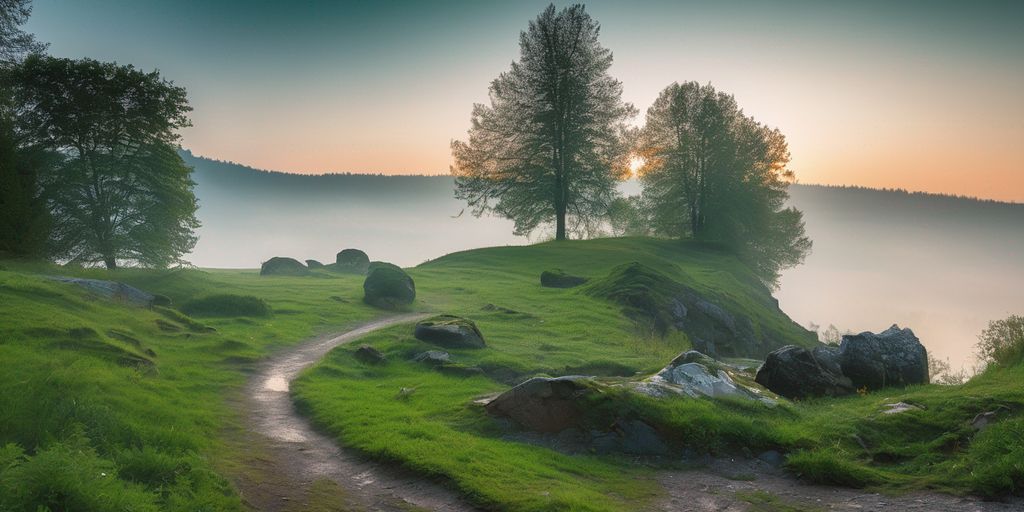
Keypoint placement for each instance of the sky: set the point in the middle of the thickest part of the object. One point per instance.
(923, 95)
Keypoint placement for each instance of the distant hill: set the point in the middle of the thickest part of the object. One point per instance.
(943, 265)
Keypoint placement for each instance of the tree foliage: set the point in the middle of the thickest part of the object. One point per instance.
(1003, 342)
(118, 192)
(549, 147)
(15, 43)
(715, 174)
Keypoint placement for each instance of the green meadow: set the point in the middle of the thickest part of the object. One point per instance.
(108, 407)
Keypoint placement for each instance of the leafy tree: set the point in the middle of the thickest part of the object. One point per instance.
(23, 213)
(715, 174)
(550, 145)
(119, 190)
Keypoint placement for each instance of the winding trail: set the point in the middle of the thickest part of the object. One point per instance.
(295, 467)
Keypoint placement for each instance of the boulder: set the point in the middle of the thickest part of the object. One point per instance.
(451, 332)
(697, 375)
(389, 289)
(893, 357)
(543, 404)
(558, 279)
(378, 264)
(114, 291)
(795, 373)
(433, 357)
(351, 261)
(283, 266)
(369, 354)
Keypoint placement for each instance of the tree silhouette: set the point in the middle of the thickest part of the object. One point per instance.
(119, 190)
(550, 145)
(715, 174)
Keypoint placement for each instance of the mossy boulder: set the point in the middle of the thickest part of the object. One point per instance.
(283, 266)
(351, 261)
(450, 331)
(226, 305)
(379, 264)
(388, 288)
(559, 279)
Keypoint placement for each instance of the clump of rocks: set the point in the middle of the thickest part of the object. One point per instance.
(894, 357)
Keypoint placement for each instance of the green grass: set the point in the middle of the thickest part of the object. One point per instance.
(108, 407)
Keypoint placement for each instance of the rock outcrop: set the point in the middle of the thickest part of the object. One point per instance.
(388, 289)
(450, 332)
(796, 373)
(115, 291)
(351, 261)
(558, 279)
(283, 266)
(893, 357)
(865, 360)
(543, 404)
(696, 375)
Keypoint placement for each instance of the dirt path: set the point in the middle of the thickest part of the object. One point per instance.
(741, 485)
(292, 466)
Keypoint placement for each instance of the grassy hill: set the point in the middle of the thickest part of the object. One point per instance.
(109, 407)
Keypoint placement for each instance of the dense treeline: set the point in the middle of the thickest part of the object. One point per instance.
(553, 141)
(89, 169)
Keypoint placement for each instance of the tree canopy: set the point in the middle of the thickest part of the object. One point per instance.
(715, 174)
(549, 147)
(118, 190)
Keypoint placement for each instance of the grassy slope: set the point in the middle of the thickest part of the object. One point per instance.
(437, 430)
(87, 428)
(560, 332)
(81, 418)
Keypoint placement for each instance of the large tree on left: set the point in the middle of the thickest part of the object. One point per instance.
(119, 192)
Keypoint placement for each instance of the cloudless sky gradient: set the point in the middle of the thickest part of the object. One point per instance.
(925, 95)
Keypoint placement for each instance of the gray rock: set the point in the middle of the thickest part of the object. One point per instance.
(113, 291)
(893, 357)
(433, 357)
(795, 373)
(388, 288)
(351, 261)
(558, 279)
(543, 404)
(451, 332)
(369, 354)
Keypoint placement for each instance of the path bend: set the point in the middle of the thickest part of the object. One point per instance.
(296, 465)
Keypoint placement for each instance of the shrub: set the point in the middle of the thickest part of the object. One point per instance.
(226, 305)
(1003, 342)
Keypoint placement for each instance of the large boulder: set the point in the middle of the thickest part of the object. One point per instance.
(796, 373)
(115, 291)
(351, 261)
(450, 331)
(558, 279)
(696, 375)
(388, 288)
(283, 266)
(543, 404)
(893, 357)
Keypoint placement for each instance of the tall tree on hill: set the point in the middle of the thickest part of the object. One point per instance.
(549, 147)
(23, 213)
(120, 192)
(715, 174)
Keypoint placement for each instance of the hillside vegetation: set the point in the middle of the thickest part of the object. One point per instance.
(142, 396)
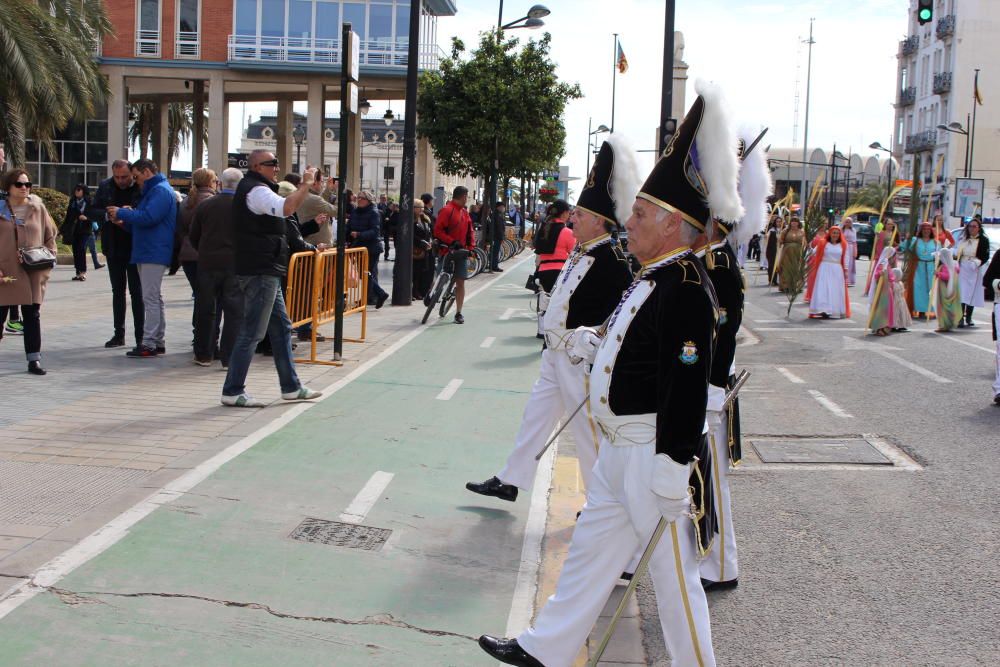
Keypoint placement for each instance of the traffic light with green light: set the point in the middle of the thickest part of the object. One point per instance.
(925, 11)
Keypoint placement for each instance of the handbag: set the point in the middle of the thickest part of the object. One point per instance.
(34, 258)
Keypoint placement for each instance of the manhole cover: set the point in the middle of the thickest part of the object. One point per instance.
(818, 450)
(335, 533)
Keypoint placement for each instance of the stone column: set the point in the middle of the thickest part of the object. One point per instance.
(117, 116)
(218, 123)
(314, 133)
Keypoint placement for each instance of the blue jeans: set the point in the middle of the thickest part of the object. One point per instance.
(263, 312)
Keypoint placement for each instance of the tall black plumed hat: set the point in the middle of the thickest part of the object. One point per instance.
(697, 174)
(612, 182)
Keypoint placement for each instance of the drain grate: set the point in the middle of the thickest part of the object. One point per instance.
(858, 451)
(338, 534)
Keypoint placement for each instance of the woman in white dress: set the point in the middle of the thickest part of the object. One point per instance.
(972, 253)
(826, 293)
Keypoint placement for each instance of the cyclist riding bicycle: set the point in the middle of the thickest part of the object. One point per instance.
(453, 230)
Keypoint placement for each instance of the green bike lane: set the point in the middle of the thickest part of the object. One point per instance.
(214, 578)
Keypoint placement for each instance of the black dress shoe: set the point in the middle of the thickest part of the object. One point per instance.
(507, 651)
(710, 585)
(494, 487)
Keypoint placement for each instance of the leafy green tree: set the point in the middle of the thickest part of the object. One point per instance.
(180, 128)
(48, 70)
(501, 102)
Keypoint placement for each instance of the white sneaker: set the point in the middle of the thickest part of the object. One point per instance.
(243, 400)
(302, 394)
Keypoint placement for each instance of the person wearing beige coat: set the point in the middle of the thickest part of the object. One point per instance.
(24, 223)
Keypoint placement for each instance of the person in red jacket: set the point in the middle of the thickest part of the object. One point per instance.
(453, 229)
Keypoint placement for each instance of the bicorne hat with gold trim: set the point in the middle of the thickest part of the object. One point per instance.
(697, 174)
(612, 182)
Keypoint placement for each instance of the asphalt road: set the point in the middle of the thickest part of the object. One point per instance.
(851, 566)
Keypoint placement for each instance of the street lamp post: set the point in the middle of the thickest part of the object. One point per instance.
(532, 20)
(876, 146)
(592, 140)
(298, 135)
(956, 128)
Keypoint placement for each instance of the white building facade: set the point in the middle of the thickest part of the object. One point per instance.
(936, 70)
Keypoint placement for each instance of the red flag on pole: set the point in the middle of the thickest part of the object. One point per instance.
(622, 62)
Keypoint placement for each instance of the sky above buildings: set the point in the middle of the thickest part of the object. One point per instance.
(753, 48)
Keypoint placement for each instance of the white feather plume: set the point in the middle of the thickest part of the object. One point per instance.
(717, 146)
(625, 177)
(755, 188)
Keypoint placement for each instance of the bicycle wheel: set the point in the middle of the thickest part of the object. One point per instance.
(432, 297)
(447, 299)
(474, 266)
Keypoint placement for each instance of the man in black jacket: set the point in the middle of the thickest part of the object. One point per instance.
(120, 190)
(261, 262)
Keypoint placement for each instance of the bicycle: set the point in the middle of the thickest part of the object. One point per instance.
(443, 287)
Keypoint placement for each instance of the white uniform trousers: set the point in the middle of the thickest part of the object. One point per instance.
(720, 564)
(620, 515)
(560, 388)
(996, 318)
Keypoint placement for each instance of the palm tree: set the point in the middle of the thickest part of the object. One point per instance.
(48, 69)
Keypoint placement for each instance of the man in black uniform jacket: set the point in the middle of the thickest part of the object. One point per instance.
(649, 389)
(587, 290)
★ ★ ★ ★ ★ ★ ★
» **Task description**: Starting with the line that holds "Keypoint placement for each instance of the white feather", copy each remaining line of the listing above exactly, through the last one.

» **Solution for this task**:
Keypoint placement for each instance of the white feather plume: set the point in the middle of the thickest part of the object. One point per instance.
(717, 146)
(625, 177)
(755, 188)
Keypoint placement for each instance of the bicycle wheel: set the point in the middle of the thickest part of the object. One point per instance.
(432, 297)
(447, 299)
(474, 266)
Keypoint placement for each instance of the man in black jacket: set the point in the middle of the thickest part of the object. One point per instance.
(120, 190)
(261, 262)
Keypoint placement for each instance of the bicycle: set the point in the middle of the thickest part of the object. One point per instance.
(443, 287)
Keypoint placement for each instance of the white uniform trousers: set the point in the middle of the thickest part of the object. One point per instance.
(720, 564)
(620, 515)
(560, 388)
(996, 318)
Keypoint placement for each instance of the palm tree: set the point in the middle of the thickest part of the object. One point per instance.
(48, 69)
Keypoint placement for each instance of the man in black uniform jacket: set the point in the middle of the thickest part of the object. One point per instance.
(649, 389)
(587, 290)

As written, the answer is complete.